**Text to read:**
-.-.-

[GCC 4.2.1 (Apple Inc. build 5646)]
is the version of GCC that the Python(s) were built with, not the version of Python itself. That information should be on the previous line. For example:
# Apple-supplied Python 2.6 in OS X 10.6
$ /usr/bin/python
Python 2.6.1 (r261:67515, Jun 24 2010, 21:47:49)
[GCC 4.2.1 (Apple Inc. build 5646)] on darwin
Type "help", "copyright", "credits" or "license" for more information.
>>>
# python.org Python 2.7.2 (also built with newer gcc)
$ /usr/local/bin/python
Python 2.7.2 (v2.7.2:8527427914a2, Jun 11 2011, 15:22:34)
[GCC 4.2.1 (Apple Inc. build 5666) (dot 3)] on darwin
Type "help", "copyright", "credits" or "license" for more information.
>>>
Items in /usr/bin
should always be or link to files supplied by Apple in OS X, unless someone has been ill-advisedly changing things there. To see exactly where the /usr/local/bin/python
is linked to:
$ ls -l /usr/local/bin/python
lrwxr-xr-x 1 root wheel 68 Jul 5 10:05 /usr/local/bin/python@ -> ../../../Library/Frameworks/Python.framework/Versions/2.7/bin/python
In this case, that is typical for a python.org installed Python instance or it could be one built from source.

-.-.-

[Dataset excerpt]
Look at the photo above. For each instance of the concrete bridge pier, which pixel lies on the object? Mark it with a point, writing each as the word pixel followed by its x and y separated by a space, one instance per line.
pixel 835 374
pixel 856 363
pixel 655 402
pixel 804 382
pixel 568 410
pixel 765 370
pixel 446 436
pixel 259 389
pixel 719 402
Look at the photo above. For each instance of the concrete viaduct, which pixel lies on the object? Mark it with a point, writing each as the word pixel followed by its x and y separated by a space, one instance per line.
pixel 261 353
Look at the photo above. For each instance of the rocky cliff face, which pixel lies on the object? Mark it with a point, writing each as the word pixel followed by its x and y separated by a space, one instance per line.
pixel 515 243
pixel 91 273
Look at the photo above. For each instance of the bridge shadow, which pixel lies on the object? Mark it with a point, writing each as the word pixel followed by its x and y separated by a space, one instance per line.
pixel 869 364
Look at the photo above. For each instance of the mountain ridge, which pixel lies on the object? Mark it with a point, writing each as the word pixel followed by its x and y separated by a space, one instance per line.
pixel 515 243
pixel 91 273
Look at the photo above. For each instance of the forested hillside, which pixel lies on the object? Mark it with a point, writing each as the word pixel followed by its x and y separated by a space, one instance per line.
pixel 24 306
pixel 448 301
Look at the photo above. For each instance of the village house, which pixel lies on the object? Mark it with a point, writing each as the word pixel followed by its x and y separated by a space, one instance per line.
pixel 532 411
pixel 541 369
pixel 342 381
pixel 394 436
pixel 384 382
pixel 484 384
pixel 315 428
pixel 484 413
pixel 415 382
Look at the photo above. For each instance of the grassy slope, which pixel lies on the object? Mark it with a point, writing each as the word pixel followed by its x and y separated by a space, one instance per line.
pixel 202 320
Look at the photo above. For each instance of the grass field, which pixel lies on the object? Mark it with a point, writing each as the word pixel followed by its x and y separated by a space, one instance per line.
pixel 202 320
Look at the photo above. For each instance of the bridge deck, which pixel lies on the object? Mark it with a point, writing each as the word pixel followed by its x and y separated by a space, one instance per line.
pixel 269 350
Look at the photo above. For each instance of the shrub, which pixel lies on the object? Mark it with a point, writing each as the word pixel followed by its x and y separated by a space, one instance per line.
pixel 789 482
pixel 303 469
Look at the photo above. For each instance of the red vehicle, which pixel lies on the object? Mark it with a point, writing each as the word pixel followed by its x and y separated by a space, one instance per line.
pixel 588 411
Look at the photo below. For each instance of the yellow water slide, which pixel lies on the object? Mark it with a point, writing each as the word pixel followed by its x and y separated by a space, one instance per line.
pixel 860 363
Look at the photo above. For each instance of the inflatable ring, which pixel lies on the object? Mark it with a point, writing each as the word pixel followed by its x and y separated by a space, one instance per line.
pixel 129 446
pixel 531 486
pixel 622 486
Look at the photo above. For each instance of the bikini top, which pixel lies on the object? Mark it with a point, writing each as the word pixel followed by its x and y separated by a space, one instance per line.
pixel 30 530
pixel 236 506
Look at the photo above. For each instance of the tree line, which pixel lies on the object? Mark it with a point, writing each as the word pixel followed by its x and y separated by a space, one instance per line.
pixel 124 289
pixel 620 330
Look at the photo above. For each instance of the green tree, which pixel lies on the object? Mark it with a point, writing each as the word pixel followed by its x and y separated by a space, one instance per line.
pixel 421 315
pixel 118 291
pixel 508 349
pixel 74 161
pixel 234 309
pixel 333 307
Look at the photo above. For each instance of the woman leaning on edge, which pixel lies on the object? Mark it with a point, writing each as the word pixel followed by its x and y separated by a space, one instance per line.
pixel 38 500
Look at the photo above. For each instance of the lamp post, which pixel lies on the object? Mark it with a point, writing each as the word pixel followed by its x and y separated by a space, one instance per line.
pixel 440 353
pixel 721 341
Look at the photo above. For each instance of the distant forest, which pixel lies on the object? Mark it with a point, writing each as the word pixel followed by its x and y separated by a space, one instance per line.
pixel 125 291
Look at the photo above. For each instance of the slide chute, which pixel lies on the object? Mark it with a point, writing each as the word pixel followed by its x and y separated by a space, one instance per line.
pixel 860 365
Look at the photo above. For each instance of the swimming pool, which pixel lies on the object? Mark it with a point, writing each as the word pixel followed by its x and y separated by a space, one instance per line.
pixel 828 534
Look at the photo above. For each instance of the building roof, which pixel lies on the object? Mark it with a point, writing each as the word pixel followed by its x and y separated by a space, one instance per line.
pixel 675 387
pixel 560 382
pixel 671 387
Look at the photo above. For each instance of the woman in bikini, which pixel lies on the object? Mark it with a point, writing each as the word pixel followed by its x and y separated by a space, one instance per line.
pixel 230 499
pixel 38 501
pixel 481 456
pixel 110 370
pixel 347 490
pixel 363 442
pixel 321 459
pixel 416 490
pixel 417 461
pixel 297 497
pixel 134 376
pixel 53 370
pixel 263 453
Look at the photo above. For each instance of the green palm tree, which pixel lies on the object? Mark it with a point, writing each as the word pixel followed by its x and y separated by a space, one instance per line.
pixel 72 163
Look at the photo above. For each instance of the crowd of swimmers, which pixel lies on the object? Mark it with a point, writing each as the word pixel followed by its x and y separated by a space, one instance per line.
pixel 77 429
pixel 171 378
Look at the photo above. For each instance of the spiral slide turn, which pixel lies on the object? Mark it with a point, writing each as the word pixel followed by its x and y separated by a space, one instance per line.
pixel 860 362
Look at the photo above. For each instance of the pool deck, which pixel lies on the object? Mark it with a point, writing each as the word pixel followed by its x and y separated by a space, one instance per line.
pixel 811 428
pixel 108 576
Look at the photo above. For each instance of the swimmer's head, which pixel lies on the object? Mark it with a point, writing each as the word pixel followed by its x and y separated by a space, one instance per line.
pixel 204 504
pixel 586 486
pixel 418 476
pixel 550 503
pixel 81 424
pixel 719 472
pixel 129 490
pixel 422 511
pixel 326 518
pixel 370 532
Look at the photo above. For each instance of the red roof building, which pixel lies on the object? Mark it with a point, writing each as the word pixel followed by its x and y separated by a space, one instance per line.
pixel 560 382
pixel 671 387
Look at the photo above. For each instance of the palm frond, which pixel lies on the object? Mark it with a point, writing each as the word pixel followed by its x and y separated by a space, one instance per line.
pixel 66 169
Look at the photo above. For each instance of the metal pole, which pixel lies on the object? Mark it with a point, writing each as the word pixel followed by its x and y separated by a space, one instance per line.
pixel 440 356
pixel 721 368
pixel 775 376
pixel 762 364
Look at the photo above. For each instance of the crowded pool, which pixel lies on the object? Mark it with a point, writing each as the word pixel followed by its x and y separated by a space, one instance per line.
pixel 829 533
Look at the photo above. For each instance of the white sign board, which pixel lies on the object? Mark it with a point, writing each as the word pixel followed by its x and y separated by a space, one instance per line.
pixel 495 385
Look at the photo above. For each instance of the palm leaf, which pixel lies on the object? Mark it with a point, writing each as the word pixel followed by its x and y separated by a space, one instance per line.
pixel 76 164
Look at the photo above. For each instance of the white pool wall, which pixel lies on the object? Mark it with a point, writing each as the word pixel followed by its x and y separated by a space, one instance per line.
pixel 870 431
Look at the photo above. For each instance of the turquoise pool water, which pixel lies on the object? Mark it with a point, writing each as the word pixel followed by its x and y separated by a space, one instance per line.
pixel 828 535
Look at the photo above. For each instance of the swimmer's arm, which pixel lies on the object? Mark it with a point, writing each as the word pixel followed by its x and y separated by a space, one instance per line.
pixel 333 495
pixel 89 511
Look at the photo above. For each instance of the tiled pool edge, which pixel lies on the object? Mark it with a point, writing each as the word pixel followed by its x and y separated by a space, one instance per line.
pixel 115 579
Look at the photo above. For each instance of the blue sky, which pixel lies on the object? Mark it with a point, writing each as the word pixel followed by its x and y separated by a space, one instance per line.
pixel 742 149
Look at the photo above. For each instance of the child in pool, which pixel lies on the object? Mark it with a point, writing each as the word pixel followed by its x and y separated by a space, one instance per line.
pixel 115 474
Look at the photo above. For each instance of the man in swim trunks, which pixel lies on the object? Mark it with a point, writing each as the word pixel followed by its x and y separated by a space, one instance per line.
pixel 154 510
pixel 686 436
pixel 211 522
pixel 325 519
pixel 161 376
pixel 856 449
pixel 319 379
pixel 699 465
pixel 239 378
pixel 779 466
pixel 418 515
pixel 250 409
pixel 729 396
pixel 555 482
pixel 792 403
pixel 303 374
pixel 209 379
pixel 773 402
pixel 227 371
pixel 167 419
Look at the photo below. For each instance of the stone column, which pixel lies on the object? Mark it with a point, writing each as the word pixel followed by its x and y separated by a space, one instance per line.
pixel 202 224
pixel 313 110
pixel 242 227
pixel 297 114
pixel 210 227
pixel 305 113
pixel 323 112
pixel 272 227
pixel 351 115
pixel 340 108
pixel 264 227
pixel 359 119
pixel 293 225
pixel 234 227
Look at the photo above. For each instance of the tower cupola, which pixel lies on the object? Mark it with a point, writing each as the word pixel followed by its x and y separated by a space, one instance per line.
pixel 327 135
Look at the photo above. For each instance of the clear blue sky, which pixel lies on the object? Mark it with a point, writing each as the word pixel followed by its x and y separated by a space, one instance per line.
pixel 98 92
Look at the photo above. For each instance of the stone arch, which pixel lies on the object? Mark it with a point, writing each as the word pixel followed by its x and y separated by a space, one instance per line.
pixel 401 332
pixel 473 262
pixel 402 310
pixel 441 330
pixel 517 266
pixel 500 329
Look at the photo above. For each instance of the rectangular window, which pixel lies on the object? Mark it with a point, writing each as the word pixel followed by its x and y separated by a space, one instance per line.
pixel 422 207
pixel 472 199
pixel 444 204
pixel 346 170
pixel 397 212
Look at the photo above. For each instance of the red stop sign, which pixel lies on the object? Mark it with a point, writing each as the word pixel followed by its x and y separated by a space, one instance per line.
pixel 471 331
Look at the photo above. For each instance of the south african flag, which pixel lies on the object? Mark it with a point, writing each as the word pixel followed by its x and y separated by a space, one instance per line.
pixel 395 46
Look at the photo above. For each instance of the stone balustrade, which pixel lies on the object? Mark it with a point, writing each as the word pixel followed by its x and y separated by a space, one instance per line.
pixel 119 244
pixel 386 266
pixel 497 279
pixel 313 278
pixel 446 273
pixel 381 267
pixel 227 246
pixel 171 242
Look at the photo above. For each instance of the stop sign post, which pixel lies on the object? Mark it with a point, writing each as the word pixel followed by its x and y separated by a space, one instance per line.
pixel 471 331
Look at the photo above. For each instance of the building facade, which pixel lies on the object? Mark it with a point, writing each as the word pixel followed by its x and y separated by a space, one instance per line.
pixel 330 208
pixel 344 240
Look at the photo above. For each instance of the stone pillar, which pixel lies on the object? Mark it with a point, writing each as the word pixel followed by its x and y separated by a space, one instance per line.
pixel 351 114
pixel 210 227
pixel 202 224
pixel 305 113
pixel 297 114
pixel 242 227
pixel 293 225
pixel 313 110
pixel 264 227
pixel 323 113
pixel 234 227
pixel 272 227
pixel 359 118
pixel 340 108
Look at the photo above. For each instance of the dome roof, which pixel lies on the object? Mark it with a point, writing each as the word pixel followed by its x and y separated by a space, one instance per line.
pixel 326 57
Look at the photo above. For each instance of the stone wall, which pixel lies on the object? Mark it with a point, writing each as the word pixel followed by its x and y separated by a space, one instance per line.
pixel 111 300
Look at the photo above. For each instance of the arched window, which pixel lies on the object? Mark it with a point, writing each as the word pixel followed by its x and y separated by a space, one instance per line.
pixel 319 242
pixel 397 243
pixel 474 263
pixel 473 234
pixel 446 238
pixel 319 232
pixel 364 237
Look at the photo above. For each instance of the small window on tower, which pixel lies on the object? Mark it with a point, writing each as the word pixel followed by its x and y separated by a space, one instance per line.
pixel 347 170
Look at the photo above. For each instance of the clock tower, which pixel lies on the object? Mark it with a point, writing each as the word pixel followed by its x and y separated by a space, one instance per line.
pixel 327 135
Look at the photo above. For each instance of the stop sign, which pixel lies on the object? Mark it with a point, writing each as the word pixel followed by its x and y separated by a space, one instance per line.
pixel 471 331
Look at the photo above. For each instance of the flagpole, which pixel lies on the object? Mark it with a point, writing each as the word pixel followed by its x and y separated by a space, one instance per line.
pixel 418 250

-.-.-

**Exercise task A:**
Reproduce the note on Python and GCC versions above word for word, everything from "[GCC 4.2.1 (Apple Inc. build 5646)] on" down to "11 2011, 15:22:34)".
**Exercise task B:**
Carry on the note about Python builds on OS X from the point where it stops.

**Reply A:**
[GCC 4.2.1 (Apple Inc. build 5646)] on darwin
Type "help", "copyright", "credits" or "license" for more information.
>>>
# python.org Python 2.7.2 (also built with newer gcc)
$ /usr/local/bin/python
Python 2.7.2 (v2.7.2:8527427914a2, Jun 11 2011, 15:22:34)

**Reply B:**
I found the easiest way to locate it, you can use
which python
it will show something like this:
/usr/bin/python
This one will solve all your problems not only for Mac but works on every basic shell -> Linux also:
If you have a Mac and you've installed python3 like most of us do :) (with brew install - ofc)
your file is located in:
/usr/local/Cellar/python/3.6.4_4/bin/python3
How do you know? -> you can run this on every basic shell Run:
which python3
You should get:
/usr/local/bin/python3
Now this is a symbolic link, how do you know? Run:
ls -al /usr/local/bin/python3
and you'll get:
/usr/local/bin/python3 -> /usr/local/Cellar/python/3.6.4_4/bin/python3
which means that your
/usr/local/bin/python3
is actually pointing to:
/usr/local/Cellar/python/3.6.4_4/bin/python3
If, for some reason, your
/usr/local/bin/python3
is not pointing to the place you want, which in our case:
/usr/local/Cellar/python/3.6.4_4/bin/python3
just backup it:
cp /usr/local/bin/python3{,.orig}
and run:
rm -rf /usr/local/bin/python3
now create a new symbolic link:
ln -s /usr/local/Cellar/python/3.6.4_4/bin/python3 /usr/local/bin/python3
and now your
/usr/local/bin/python3
is pointing to
/usr/local/Cellar/python/3.6.4_4/bin/python3
Check it out by running:
ls -al /usr/local/bin/python3
On Mac OS X, it's in the Python framework in /System/Library/Frameworks/Python.framework/Resources
.
Full path is:
/System/Library/Frameworks/Python.framework/Versions/2.7/Resources/Python.app/Contents/MacOS/Python
Btw it's easy to find out where you can find a specific binary: which Python
will show you the path of your Python binary (which is probably the same as I posted above).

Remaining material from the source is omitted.